◆ **Supplied records**
----------------
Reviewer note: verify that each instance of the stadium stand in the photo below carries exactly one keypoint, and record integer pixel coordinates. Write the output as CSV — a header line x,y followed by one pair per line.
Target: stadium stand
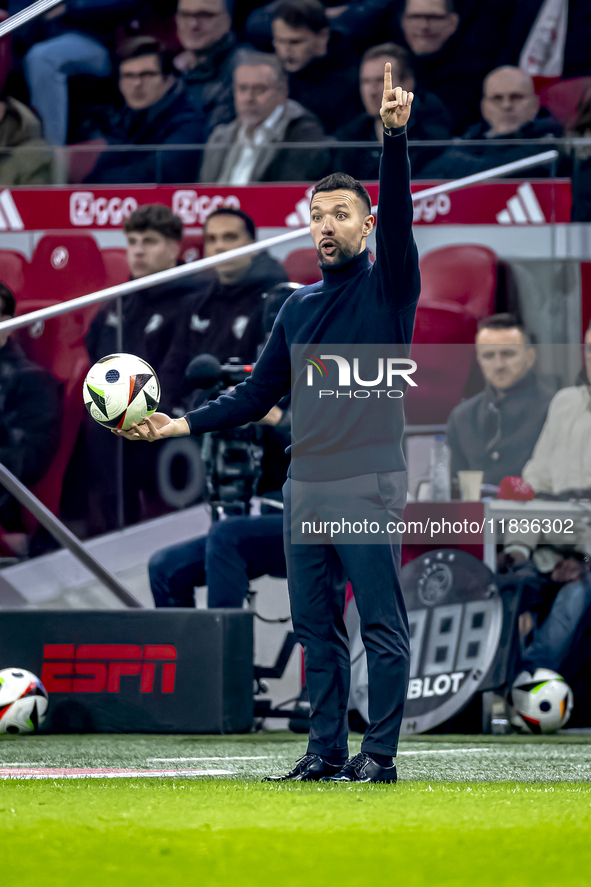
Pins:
----------------
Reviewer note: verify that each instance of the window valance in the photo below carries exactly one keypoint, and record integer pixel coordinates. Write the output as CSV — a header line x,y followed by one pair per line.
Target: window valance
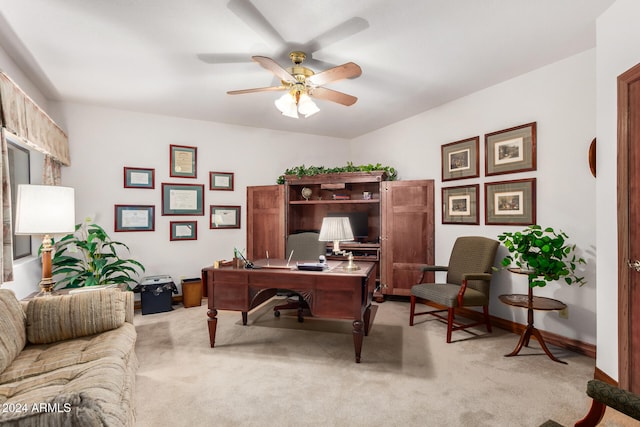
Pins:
----------------
◆ **Exercise details**
Can you count the lines in the rows above that contain the word "verify" and reply with the number alone?

◆ **Solved problem**
2